Ihre Aufgaben:
1) Wem hat Little Steven laut dem Textausschnitt über ihn seine aktuelle Tournee gewidmet?
2) Schreiben Sie den Textausschnitt über Little Steven nach seinem letzten Satz weiter.

Textausschnitt:
▽

Interview mit Little Steven Laut und wild

Er war die rechte Hand von Bruce Springsteen und im Fernsehen ein echter "Soprano". Jetzt macht der Amerikaner Little Steven wieder Musik und spielt auch in Köln.

Steven Van Zandt ist der Musiker, den die Rockwelt in erster Linie unter dem Namen Little Steven kennt. Und der Schauspieler, der als Mafioso Silvio Dante in der Fernsehserie "Die Sopranos" weltweit von sich reden machte. Zu höchsten Ehren kam Little Steven allerdings als musikalischer Partner des Rockstars Bruce Springsteen und dessen E Street Band.

Nach langer musikalischer Abstinenz ist Little Steven in diesem Jahr wieder mit seiner Band The Disciples of Soul unterwegs. Die Tournee hat er dem Berufsstand der Lehrer gewidmet. "Lehrer haben's wirklich schwer, und ich will mich mit ihnen solidarisch zeigen", sagt der 67-jährige Amerikaner. So hat er mit seiner Stiftung unter anderem Musik-Lehrpläne entwickelt, die sich auf http://teachrock.org kostenlos herunterladen lassen. Am 4. Juli gastiert der Sänger und Gitarrist mit seiner Band im Kölner E-Werk. GA-Redakteur Dylan Cem Akalin erreichte Little Steven telefonisch in dessen Büro in New York.

△

Zu prüfende Datensätze:
▽

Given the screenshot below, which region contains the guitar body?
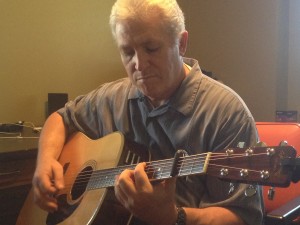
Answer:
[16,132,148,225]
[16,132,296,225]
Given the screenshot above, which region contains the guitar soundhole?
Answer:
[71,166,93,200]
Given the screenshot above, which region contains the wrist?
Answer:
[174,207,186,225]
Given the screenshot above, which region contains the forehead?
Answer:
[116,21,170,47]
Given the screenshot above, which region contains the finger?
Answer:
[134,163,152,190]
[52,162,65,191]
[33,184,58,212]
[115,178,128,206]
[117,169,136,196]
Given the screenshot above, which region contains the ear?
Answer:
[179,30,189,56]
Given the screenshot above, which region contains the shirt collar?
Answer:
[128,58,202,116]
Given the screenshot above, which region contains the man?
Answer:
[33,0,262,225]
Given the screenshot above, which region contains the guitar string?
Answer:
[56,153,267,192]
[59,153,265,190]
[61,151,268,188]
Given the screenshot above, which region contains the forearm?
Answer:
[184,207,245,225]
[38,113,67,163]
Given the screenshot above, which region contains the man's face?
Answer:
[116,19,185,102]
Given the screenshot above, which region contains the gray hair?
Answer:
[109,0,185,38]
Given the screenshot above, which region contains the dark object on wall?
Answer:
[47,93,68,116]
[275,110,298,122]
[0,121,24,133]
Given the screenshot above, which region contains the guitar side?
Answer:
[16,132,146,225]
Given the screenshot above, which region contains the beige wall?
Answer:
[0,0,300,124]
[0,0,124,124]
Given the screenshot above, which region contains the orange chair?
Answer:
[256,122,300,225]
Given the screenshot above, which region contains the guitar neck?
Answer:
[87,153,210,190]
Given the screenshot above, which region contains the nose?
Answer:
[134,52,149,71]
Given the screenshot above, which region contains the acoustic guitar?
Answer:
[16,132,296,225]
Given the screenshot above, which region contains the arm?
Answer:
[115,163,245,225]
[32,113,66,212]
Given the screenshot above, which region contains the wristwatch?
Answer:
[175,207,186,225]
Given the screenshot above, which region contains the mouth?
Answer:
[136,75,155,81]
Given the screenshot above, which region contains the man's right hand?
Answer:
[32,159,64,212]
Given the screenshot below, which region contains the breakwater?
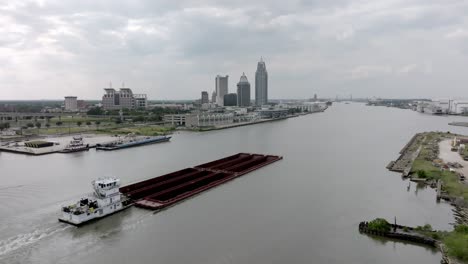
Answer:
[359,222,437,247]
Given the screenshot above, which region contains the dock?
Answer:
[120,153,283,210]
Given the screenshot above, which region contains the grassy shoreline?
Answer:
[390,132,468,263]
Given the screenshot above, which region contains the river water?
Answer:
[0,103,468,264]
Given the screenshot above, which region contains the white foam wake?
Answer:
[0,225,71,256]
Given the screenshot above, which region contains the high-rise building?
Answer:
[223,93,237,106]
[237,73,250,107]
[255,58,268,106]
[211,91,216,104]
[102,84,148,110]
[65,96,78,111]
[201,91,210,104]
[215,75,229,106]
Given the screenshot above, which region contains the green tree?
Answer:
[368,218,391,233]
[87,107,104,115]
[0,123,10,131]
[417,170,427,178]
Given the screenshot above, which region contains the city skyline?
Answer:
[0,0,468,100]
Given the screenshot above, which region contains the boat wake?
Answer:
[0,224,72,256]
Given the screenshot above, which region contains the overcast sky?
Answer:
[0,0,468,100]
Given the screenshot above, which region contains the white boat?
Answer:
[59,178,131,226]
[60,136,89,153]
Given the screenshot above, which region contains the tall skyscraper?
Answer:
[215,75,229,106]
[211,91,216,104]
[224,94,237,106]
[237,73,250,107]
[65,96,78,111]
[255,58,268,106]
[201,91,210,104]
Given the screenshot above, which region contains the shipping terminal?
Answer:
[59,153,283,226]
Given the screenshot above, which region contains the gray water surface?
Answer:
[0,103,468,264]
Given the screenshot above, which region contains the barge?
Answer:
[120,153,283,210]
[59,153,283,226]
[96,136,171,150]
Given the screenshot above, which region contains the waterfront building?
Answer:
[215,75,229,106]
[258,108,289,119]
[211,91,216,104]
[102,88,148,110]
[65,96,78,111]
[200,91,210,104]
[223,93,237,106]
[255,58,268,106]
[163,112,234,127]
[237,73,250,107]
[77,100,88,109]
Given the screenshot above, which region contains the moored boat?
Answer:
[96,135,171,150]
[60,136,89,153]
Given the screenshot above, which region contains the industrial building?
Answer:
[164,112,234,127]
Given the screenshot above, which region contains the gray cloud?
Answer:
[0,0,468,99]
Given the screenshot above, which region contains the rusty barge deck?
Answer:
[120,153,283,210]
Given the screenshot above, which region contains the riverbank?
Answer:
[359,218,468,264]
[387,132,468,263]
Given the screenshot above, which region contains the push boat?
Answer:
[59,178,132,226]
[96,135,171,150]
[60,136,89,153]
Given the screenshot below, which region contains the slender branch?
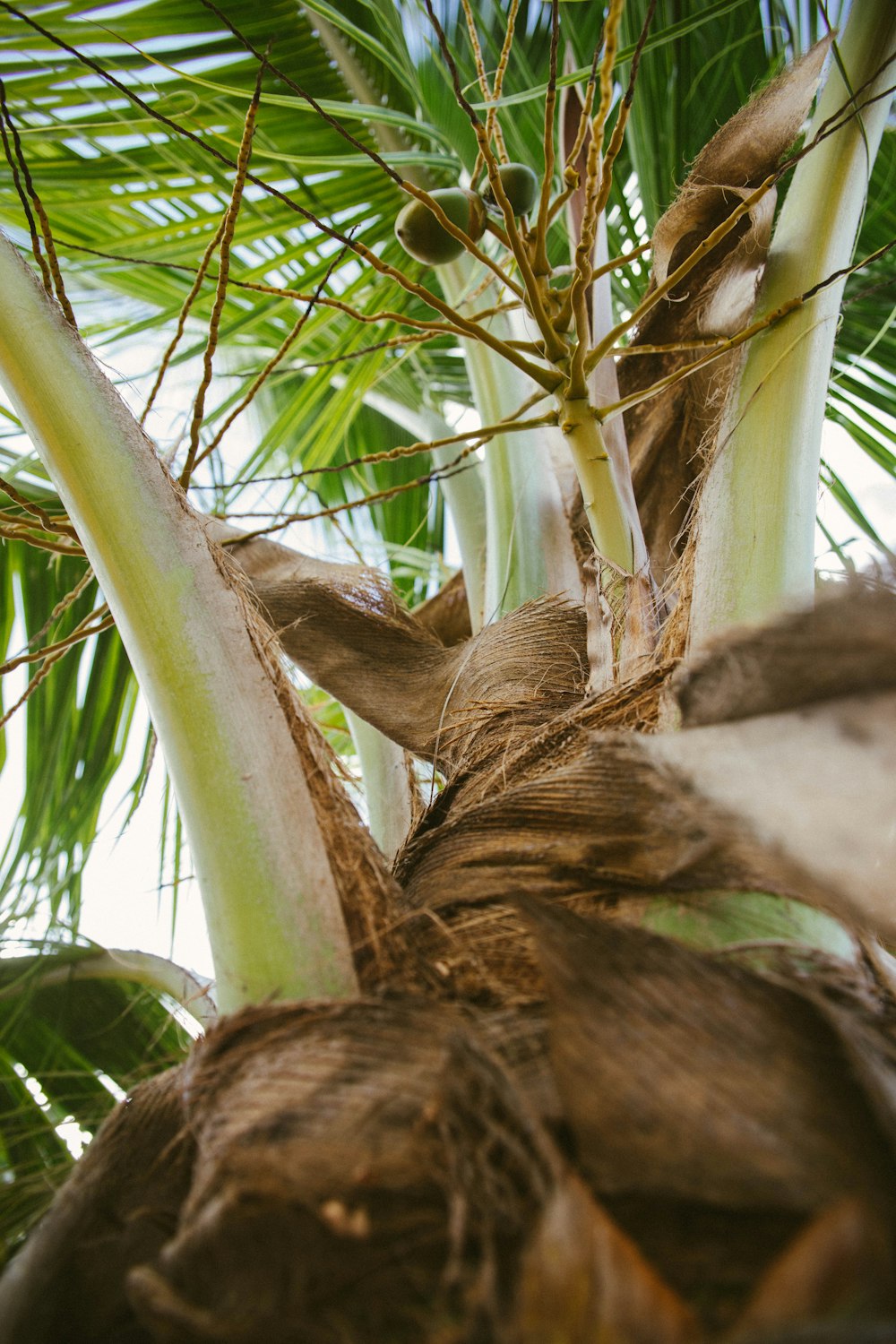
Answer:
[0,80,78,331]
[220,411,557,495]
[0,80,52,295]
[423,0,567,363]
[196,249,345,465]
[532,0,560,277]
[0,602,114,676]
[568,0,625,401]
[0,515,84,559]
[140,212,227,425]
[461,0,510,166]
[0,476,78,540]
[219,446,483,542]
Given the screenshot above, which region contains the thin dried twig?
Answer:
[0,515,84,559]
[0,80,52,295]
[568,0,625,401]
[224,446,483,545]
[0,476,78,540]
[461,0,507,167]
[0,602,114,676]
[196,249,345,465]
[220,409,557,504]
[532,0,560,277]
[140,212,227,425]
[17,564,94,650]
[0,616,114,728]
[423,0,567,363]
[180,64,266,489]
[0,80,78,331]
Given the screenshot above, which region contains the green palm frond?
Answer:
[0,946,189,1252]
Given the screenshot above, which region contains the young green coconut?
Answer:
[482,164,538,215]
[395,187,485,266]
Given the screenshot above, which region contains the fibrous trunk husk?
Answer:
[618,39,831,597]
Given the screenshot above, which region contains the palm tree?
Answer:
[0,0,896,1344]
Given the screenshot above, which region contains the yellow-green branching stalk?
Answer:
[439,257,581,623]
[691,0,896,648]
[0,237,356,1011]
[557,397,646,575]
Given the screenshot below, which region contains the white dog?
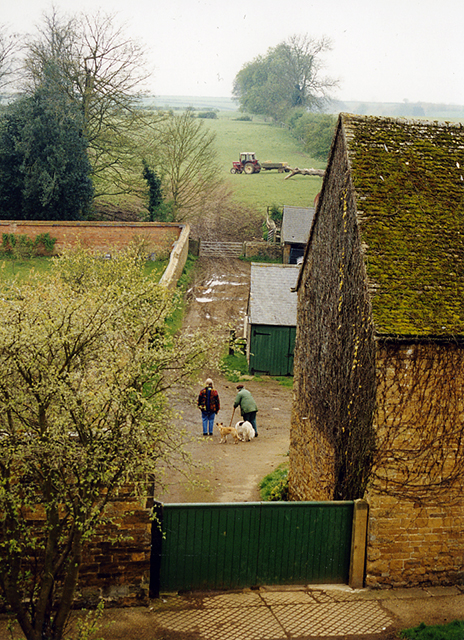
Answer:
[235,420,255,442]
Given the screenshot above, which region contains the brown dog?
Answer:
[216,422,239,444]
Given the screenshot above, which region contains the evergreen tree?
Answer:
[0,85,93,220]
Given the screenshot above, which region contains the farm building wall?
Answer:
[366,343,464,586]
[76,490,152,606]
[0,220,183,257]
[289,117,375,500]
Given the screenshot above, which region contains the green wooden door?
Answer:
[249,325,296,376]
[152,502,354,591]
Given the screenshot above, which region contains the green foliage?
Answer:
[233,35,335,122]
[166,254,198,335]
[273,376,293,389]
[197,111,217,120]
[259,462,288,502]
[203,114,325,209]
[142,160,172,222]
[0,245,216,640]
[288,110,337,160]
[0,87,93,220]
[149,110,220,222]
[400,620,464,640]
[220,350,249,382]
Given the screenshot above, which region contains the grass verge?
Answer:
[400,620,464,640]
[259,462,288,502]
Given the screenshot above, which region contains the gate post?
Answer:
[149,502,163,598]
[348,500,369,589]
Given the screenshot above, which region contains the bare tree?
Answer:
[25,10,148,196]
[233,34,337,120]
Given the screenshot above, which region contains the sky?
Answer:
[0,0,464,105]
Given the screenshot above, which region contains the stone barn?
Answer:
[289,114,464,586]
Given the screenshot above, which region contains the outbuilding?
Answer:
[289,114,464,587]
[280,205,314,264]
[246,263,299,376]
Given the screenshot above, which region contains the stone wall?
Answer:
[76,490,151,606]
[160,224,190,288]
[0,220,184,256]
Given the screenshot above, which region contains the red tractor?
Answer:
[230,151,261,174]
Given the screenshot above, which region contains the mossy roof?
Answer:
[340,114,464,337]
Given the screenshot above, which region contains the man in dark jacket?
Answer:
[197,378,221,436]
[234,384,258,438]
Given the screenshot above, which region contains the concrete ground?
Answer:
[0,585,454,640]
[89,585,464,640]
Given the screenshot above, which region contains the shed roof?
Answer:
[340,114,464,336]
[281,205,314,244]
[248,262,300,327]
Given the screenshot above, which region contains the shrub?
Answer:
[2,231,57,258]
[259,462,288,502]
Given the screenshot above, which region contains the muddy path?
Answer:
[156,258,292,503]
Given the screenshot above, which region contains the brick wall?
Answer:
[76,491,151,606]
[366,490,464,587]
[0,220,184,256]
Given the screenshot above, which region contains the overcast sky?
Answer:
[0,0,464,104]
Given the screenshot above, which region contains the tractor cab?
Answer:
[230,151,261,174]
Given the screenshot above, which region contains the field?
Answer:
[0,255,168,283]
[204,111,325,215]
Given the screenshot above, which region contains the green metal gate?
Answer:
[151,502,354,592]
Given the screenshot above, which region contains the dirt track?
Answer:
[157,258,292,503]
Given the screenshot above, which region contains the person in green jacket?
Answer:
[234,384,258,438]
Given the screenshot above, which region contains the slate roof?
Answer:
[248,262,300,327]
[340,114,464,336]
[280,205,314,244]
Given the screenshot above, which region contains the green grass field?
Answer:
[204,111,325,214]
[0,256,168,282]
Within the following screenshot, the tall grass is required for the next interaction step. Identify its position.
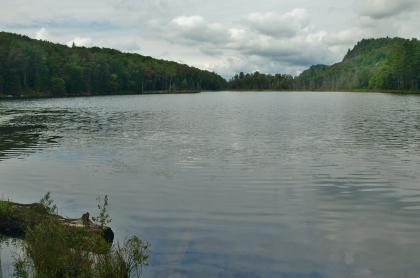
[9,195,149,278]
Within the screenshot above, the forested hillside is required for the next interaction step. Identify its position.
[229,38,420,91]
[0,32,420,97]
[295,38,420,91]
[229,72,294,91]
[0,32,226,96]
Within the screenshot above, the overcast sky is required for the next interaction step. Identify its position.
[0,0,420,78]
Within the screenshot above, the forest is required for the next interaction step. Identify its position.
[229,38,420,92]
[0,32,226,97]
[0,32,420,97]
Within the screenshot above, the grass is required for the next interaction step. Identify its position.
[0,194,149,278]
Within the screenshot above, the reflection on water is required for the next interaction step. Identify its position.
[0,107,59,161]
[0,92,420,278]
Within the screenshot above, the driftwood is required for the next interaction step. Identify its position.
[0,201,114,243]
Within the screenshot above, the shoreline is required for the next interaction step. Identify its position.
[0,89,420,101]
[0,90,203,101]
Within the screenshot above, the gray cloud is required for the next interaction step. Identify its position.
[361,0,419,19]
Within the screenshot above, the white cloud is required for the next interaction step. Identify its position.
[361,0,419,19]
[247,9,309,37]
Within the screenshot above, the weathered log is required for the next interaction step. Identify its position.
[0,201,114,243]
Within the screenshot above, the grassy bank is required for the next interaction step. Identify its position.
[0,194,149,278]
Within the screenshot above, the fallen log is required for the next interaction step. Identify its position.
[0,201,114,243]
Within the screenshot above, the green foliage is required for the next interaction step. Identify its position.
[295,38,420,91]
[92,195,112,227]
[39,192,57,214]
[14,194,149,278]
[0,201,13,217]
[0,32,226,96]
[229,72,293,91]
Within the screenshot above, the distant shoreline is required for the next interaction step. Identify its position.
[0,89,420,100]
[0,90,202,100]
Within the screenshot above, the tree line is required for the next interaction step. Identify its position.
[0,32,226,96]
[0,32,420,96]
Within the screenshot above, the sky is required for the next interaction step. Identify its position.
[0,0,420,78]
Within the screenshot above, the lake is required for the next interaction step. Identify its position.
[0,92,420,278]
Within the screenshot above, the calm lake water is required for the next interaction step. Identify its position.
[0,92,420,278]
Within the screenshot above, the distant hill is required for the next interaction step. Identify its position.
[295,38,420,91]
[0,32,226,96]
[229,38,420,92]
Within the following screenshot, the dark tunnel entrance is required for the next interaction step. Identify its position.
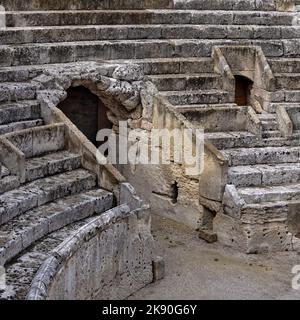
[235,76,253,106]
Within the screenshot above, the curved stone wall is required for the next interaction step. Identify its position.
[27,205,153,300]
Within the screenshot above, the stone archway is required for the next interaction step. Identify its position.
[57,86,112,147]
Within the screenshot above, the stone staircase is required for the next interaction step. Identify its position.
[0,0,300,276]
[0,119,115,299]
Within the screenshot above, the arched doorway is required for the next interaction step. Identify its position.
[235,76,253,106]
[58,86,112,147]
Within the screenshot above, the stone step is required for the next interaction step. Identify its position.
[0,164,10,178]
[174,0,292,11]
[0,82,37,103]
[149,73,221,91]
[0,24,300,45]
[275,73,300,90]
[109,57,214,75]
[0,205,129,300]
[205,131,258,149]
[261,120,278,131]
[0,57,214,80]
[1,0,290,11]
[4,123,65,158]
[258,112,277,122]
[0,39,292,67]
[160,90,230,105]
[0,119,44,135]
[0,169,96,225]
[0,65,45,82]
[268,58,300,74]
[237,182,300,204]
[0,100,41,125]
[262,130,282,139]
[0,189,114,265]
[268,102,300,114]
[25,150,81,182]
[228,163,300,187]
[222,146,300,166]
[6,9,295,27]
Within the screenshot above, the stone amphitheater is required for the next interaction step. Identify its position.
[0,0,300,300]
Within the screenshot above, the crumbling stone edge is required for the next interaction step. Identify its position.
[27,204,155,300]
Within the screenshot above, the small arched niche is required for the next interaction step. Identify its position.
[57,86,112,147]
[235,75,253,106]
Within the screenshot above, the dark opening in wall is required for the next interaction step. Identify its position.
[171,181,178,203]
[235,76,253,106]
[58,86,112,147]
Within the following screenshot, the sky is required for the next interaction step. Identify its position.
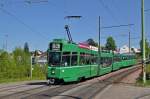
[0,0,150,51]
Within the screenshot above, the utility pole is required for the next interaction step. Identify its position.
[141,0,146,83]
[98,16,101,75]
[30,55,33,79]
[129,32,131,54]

△

Lösungen:
1) Dem Berufsstand der Lehrer.

2)
Mr. Van Zandt, hören Sie eigentlich noch gut?
Steven Van Zandt: (lacht)

Ich habe Sie 1987 in Bochum erlebt. Es war das lauteste Konzert, das ich je gehört habe.
Van Zandt: (lacht laut)

Es war laut, wild. Ist das eine Art Lebensmotto?
Van Zandt: Ja, ich liebe das laute Leben. Na ja, es geht mir jedenfalls gut. Das, was man als Zuschauer hört, ist nicht das, was wir auf der Bühne mitbekommen. Aber ja, es ist laut.

Das Album "Darkness on the Edge of Town" mit Springsteen feiert 40. Geburtstag. Erinnern Sie sich an die Entstehung?
Van Zandt: Ja, natürlich. Es war die Zeit, als unsere Kreativität geradezu explodierte. Für "Dark- ness" hatte Bruce 50 Songs geschrieben. Es war bemerkenswert, das mitzuerleben. Bruce schrieb und schrieb und schrieb. Alles gutes Zeug.

Was hat sich seitdem alles geändert?
Van Zandt: Es war früher unendlich schwierig, den Sound, der dir vorschwebte, auch so aufzunehmen. Also rein technisch. Das war auch der Grund, warum mich Bruce bei den nächsten Alben als Co-Produzent haben wollte.

Warum Sie?
Van Zandt: Ich bin ein guter Produzent und einer, der eine natürliche Begabung dafür hat, Livesounds einzufangen. Es fällt mir nicht schwer, live eine Beziehung zwischen Band und Zuschauer zu schaffen. Doch die 70er waren, was die Aufnahmetechnik betrifft, die schlimmste Zeit im Musikbusiness.

Was war denn so schlimm?
Van Zandt: Techniker hatten die totale Kontrolle. Alles wurde getrennt, auf verschiedenen Kanälen aufgenommen. Das machte den Sound makellos, aber auch steril. Da war nichts, was mal aus dem Ruder laufen konnte. Das Schlimmste, was dem Rock 'n' Roll passieren konnte.

Aber es gab doch großartige Alben in den 70ern, oder?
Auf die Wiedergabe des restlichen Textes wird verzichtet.